Instructions for the task: Write out the listing below word for word, starting at the line that contains "Target: gray wall" and ending at the last line of the listing, with both ends included. Leave the pictures out of your answer.

Stored rows:
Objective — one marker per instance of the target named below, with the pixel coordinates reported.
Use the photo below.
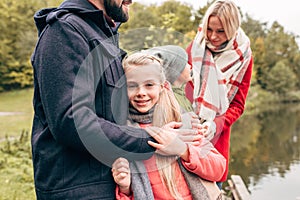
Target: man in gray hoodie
(80, 101)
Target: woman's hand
(121, 173)
(186, 135)
(168, 142)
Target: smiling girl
(152, 104)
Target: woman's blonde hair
(166, 110)
(229, 15)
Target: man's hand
(121, 173)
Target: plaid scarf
(217, 73)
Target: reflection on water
(265, 152)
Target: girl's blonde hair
(229, 15)
(166, 110)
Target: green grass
(20, 102)
(16, 172)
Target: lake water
(265, 152)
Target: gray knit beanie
(174, 60)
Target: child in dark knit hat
(177, 71)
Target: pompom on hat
(174, 59)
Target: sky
(286, 12)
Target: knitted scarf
(217, 73)
(200, 189)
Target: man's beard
(115, 12)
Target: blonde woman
(222, 62)
(172, 176)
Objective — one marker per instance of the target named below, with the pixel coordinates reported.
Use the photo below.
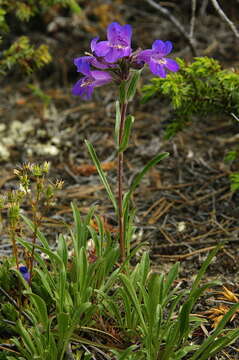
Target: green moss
(21, 52)
(198, 89)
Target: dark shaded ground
(185, 206)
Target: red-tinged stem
(120, 183)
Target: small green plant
(199, 89)
(84, 299)
(230, 158)
(21, 52)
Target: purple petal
(84, 91)
(144, 56)
(162, 48)
(77, 88)
(25, 273)
(126, 32)
(101, 77)
(84, 88)
(158, 46)
(113, 31)
(116, 53)
(171, 65)
(83, 64)
(101, 48)
(98, 64)
(157, 69)
(168, 47)
(93, 43)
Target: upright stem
(120, 182)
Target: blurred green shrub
(198, 89)
(21, 51)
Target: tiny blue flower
(156, 59)
(25, 273)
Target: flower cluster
(112, 60)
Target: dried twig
(225, 18)
(192, 22)
(173, 20)
(203, 8)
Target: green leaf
(101, 174)
(141, 174)
(63, 324)
(40, 308)
(117, 123)
(128, 126)
(133, 85)
(122, 92)
(129, 288)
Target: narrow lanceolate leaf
(141, 174)
(101, 173)
(117, 123)
(40, 308)
(133, 85)
(128, 126)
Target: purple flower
(156, 59)
(24, 271)
(118, 44)
(93, 78)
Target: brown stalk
(120, 182)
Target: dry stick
(120, 183)
(173, 20)
(192, 22)
(225, 18)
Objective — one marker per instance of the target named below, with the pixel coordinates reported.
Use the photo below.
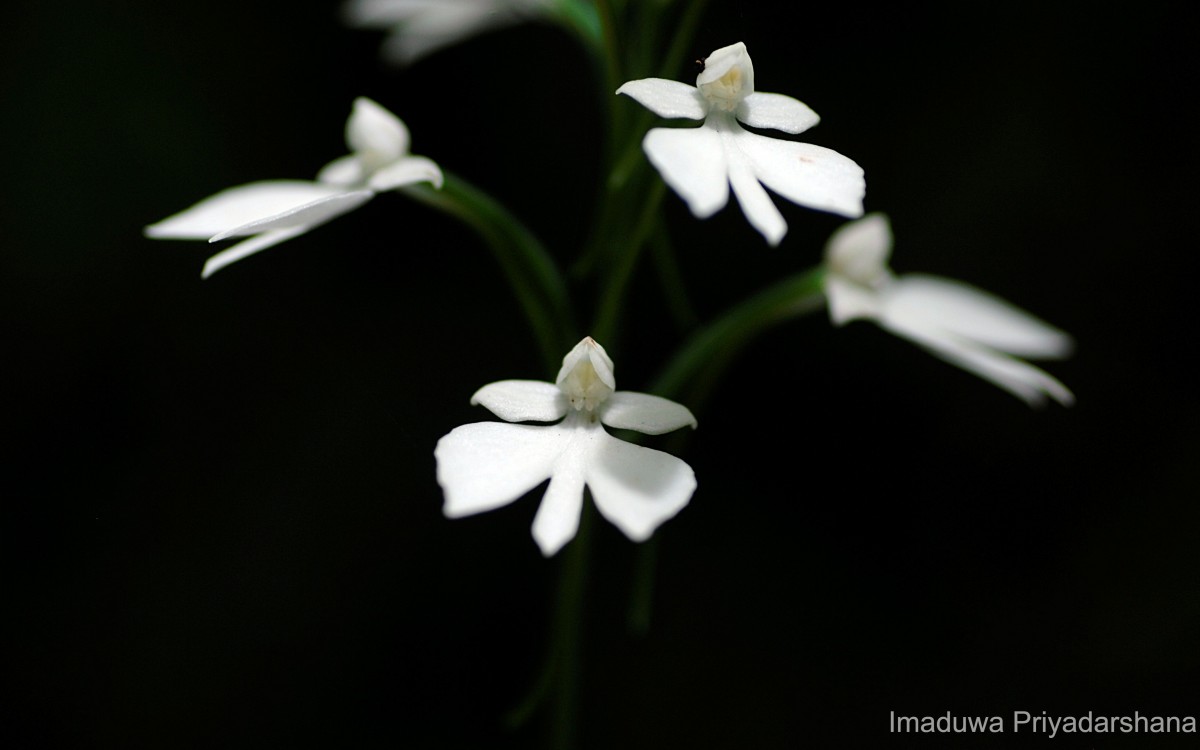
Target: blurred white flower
(423, 27)
(487, 465)
(276, 210)
(959, 323)
(702, 163)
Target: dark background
(221, 521)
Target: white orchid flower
(487, 465)
(276, 210)
(957, 322)
(423, 27)
(702, 163)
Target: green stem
(611, 47)
(581, 18)
(700, 364)
(667, 265)
(568, 631)
(682, 41)
(529, 269)
(613, 294)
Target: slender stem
(701, 361)
(672, 280)
(568, 631)
(581, 18)
(612, 49)
(529, 269)
(613, 293)
(683, 37)
(700, 364)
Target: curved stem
(528, 267)
(700, 363)
(613, 293)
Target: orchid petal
(666, 99)
(343, 171)
(803, 173)
(1023, 379)
(558, 515)
(645, 413)
(376, 131)
(777, 112)
(406, 171)
(756, 204)
(636, 487)
(859, 250)
(931, 303)
(693, 162)
(517, 401)
(487, 465)
(239, 205)
(249, 247)
(850, 300)
(307, 215)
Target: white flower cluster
(487, 465)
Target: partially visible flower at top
(959, 323)
(424, 27)
(487, 465)
(702, 163)
(276, 210)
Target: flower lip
(586, 377)
(727, 77)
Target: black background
(221, 520)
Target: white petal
(636, 487)
(405, 172)
(859, 250)
(256, 244)
(373, 130)
(693, 162)
(756, 204)
(558, 516)
(810, 175)
(343, 171)
(519, 401)
(850, 300)
(666, 99)
(1029, 383)
(489, 465)
(307, 215)
(778, 112)
(645, 413)
(239, 205)
(931, 303)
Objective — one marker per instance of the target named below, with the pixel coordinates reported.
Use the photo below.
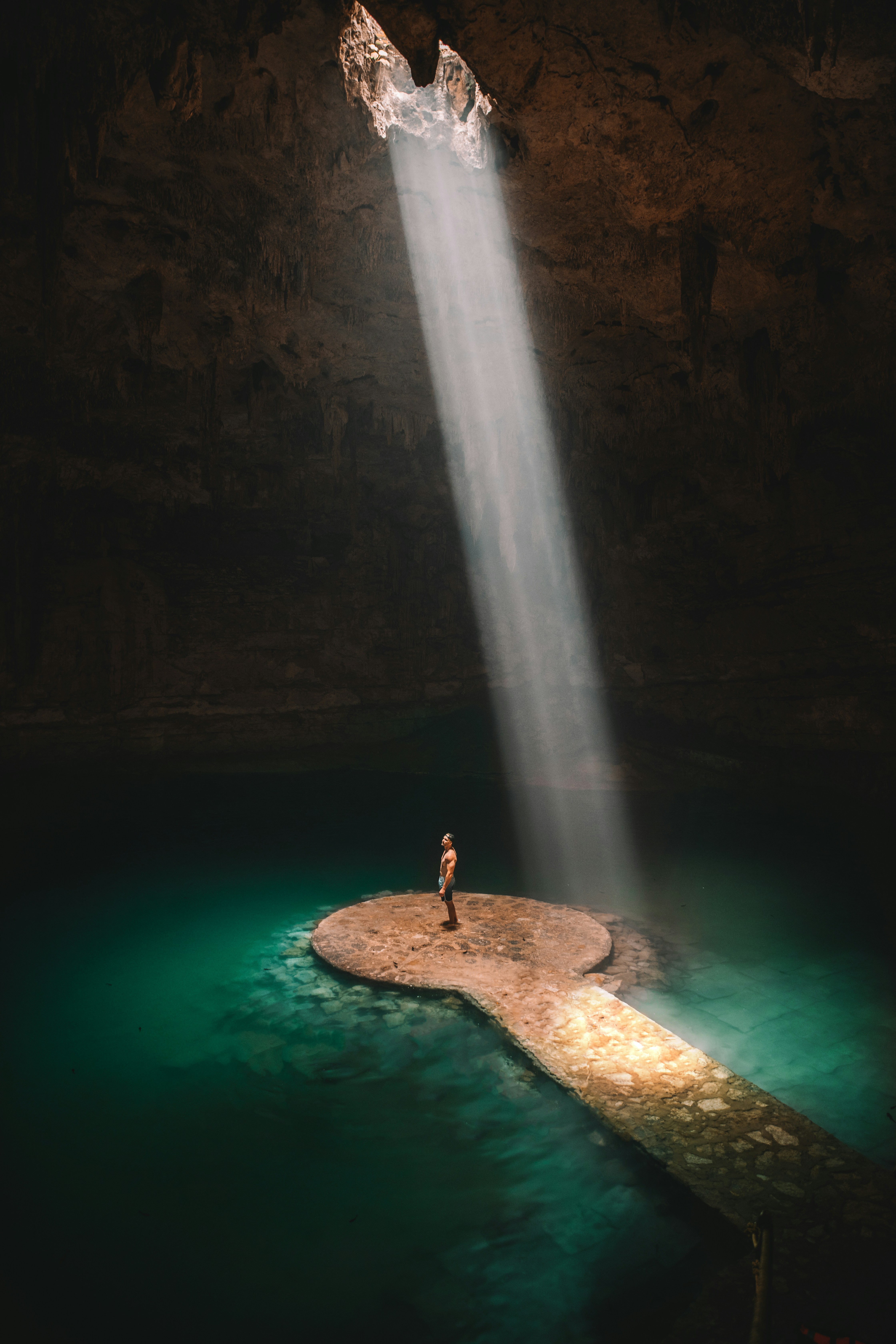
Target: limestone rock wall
(226, 526)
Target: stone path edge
(738, 1148)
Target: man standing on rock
(447, 878)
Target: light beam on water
(524, 573)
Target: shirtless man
(447, 880)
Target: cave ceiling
(228, 527)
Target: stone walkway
(527, 966)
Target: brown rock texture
(226, 525)
(737, 1147)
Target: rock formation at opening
(226, 521)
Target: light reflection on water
(210, 1128)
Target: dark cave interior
(229, 544)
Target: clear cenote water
(216, 1136)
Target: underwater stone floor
(735, 1146)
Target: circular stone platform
(500, 941)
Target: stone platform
(527, 964)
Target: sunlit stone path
(526, 964)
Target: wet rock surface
(737, 1147)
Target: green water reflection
(249, 1146)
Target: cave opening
(448, 417)
(537, 631)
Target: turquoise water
(214, 1139)
(220, 1142)
(778, 966)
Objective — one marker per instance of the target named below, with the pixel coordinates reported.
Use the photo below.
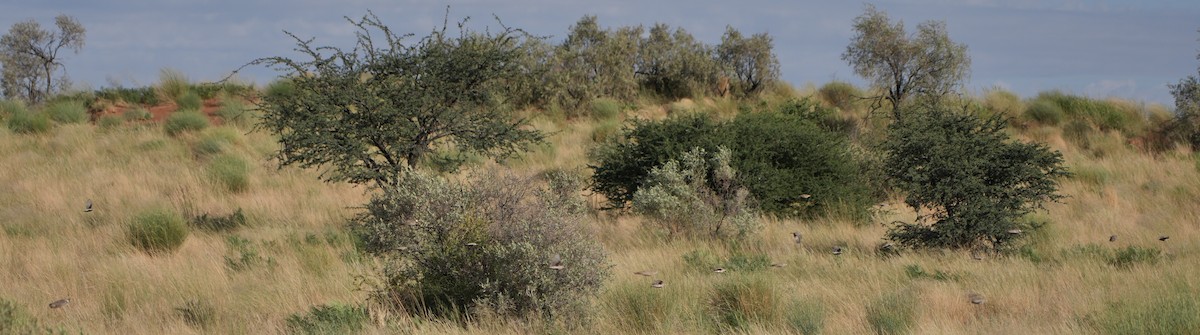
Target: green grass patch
(157, 231)
(231, 172)
(185, 121)
(334, 318)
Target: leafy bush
(789, 161)
(485, 246)
(231, 171)
(29, 123)
(329, 319)
(157, 231)
(996, 180)
(67, 112)
(137, 114)
(1045, 113)
(219, 223)
(893, 313)
(840, 94)
(184, 121)
(190, 101)
(678, 197)
(742, 300)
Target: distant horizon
(1121, 48)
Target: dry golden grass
(53, 250)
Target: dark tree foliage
(970, 184)
(369, 112)
(780, 155)
(30, 57)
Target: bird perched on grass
(647, 273)
(60, 303)
(557, 263)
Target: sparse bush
(483, 247)
(677, 196)
(742, 300)
(893, 313)
(109, 121)
(185, 121)
(840, 94)
(29, 123)
(805, 316)
(219, 223)
(157, 231)
(190, 101)
(137, 114)
(1044, 112)
(334, 318)
(231, 171)
(197, 313)
(67, 112)
(172, 84)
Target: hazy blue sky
(1123, 48)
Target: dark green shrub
(157, 231)
(190, 101)
(231, 171)
(742, 300)
(678, 197)
(330, 319)
(219, 223)
(29, 123)
(840, 94)
(486, 246)
(1047, 113)
(67, 112)
(779, 156)
(893, 313)
(184, 121)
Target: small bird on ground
(976, 298)
(60, 303)
(647, 273)
(557, 263)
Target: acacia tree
(370, 113)
(30, 57)
(925, 64)
(966, 179)
(750, 61)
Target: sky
(1099, 48)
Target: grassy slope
(53, 250)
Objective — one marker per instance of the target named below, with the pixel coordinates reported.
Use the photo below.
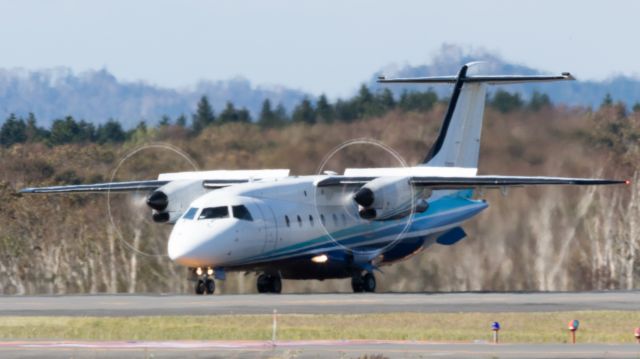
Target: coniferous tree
(346, 111)
(324, 110)
(67, 130)
(417, 101)
(110, 132)
(13, 131)
(386, 100)
(280, 114)
(35, 133)
(164, 121)
(607, 101)
(204, 115)
(504, 101)
(304, 113)
(539, 101)
(181, 121)
(268, 117)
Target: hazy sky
(314, 45)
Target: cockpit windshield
(241, 212)
(189, 214)
(214, 212)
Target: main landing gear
(363, 283)
(204, 283)
(268, 283)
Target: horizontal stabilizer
(436, 182)
(451, 237)
(99, 187)
(491, 80)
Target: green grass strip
(595, 327)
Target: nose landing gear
(204, 283)
(269, 284)
(363, 283)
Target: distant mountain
(97, 96)
(574, 93)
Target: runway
(139, 305)
(307, 349)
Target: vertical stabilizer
(458, 144)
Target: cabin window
(241, 212)
(189, 214)
(214, 212)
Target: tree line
(365, 104)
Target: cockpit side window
(214, 212)
(190, 213)
(241, 212)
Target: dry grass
(596, 327)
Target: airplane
(327, 225)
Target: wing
(210, 180)
(99, 187)
(437, 182)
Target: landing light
(320, 259)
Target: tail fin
(458, 144)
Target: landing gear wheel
(357, 284)
(210, 286)
(369, 283)
(263, 283)
(269, 284)
(276, 285)
(200, 287)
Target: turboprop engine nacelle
(171, 200)
(387, 198)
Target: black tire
(357, 284)
(276, 285)
(210, 286)
(263, 283)
(369, 283)
(200, 287)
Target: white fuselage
(292, 217)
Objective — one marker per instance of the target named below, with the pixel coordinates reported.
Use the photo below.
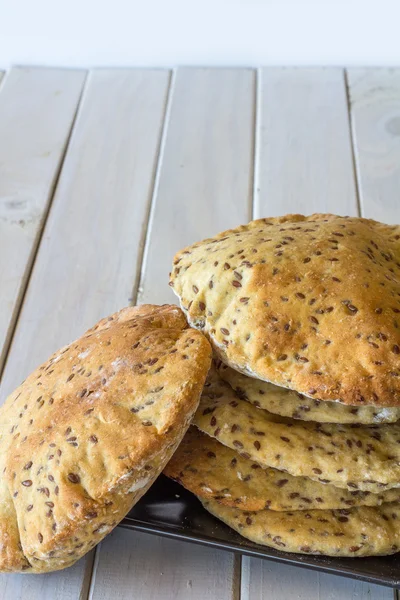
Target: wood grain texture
(91, 247)
(204, 183)
(142, 566)
(375, 116)
(263, 580)
(314, 106)
(303, 143)
(37, 108)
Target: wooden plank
(204, 184)
(88, 260)
(303, 140)
(375, 116)
(303, 117)
(262, 580)
(142, 567)
(37, 108)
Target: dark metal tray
(169, 510)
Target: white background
(199, 32)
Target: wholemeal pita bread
(213, 471)
(356, 457)
(88, 432)
(362, 531)
(308, 303)
(288, 403)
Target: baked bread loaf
(308, 303)
(213, 471)
(288, 403)
(88, 432)
(353, 457)
(362, 531)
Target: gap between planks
(31, 157)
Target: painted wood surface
(203, 184)
(263, 580)
(303, 111)
(88, 259)
(182, 151)
(375, 116)
(37, 109)
(146, 567)
(205, 177)
(303, 141)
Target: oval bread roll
(88, 432)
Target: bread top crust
(308, 303)
(90, 429)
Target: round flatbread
(213, 471)
(87, 433)
(307, 303)
(356, 457)
(363, 531)
(288, 403)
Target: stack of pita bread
(296, 442)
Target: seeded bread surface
(307, 303)
(88, 432)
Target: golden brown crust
(287, 403)
(362, 531)
(213, 471)
(86, 434)
(353, 457)
(309, 303)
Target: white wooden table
(103, 176)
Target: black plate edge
(289, 559)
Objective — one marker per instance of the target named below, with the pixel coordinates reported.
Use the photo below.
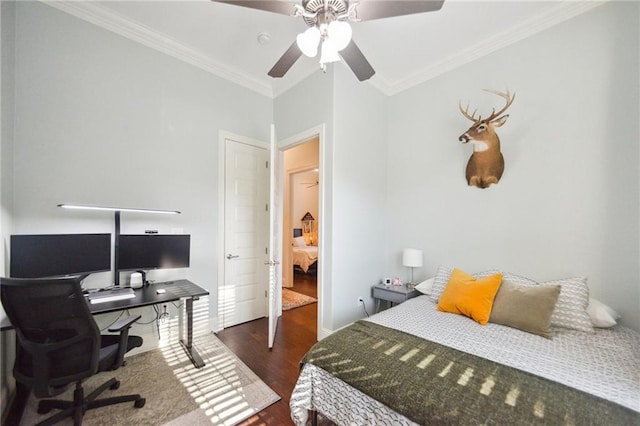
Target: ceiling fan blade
(357, 62)
(368, 10)
(286, 61)
(276, 6)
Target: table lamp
(413, 259)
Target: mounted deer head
(486, 163)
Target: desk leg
(187, 345)
(17, 405)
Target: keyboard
(112, 295)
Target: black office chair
(59, 344)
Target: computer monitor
(144, 252)
(58, 255)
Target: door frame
(223, 135)
(290, 142)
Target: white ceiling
(404, 50)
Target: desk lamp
(412, 258)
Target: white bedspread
(305, 256)
(604, 364)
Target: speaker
(136, 280)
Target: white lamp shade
(329, 53)
(339, 33)
(412, 258)
(308, 41)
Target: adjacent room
(453, 184)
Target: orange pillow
(466, 295)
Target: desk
(145, 296)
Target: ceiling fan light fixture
(308, 41)
(339, 32)
(328, 53)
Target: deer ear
(500, 121)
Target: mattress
(304, 257)
(606, 365)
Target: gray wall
(103, 120)
(359, 195)
(7, 62)
(567, 204)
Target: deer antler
(465, 112)
(508, 97)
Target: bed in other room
(469, 373)
(305, 256)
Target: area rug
(291, 299)
(224, 392)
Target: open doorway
(301, 221)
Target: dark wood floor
(279, 367)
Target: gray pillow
(527, 308)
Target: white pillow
(425, 286)
(602, 316)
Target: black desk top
(145, 296)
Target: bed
(491, 373)
(305, 257)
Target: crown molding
(101, 17)
(565, 11)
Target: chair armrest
(124, 323)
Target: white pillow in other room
(425, 286)
(602, 316)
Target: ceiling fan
(329, 29)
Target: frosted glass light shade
(339, 33)
(412, 258)
(329, 53)
(308, 41)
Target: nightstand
(392, 294)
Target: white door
(244, 289)
(275, 239)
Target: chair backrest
(58, 339)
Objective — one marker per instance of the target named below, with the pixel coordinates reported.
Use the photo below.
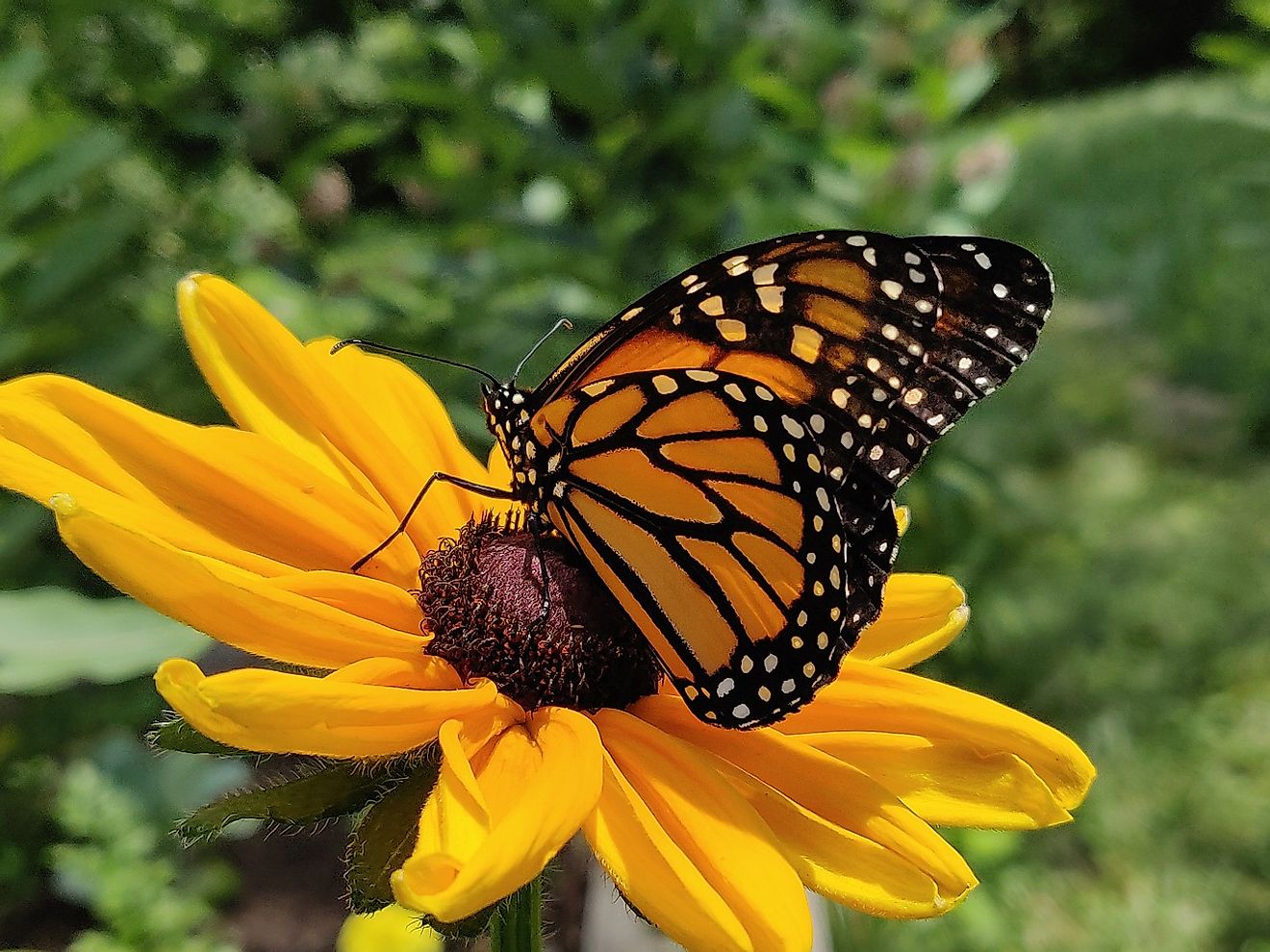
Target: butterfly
(725, 451)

Answer to this exercise:
Target: gray wall
(103, 120)
(359, 195)
(7, 62)
(567, 204)
Target: deer antler
(465, 112)
(508, 97)
Target: bed in other room
(469, 373)
(305, 256)
Target: area rug
(291, 299)
(224, 392)
Target: open doorway
(301, 221)
Target: dark wood floor
(279, 367)
Target: gray pillow
(527, 308)
Target: white pillow
(425, 286)
(602, 316)
Target: black desk top
(145, 296)
Target: bed
(491, 373)
(305, 257)
Target: crown molding
(101, 17)
(565, 11)
Target: chair armrest
(124, 323)
Target: white pillow in other room
(425, 286)
(602, 316)
Target: ceiling fan
(329, 29)
Target: frosted glass light shade
(339, 33)
(412, 258)
(329, 53)
(308, 41)
Target: nightstand
(392, 294)
Target: white door
(244, 289)
(275, 239)
Target: chair backrest
(58, 339)
Objective — one marker per instance of the target named below, with the pixel coordinates reported.
Use the photo below.
Target: butterfly
(725, 451)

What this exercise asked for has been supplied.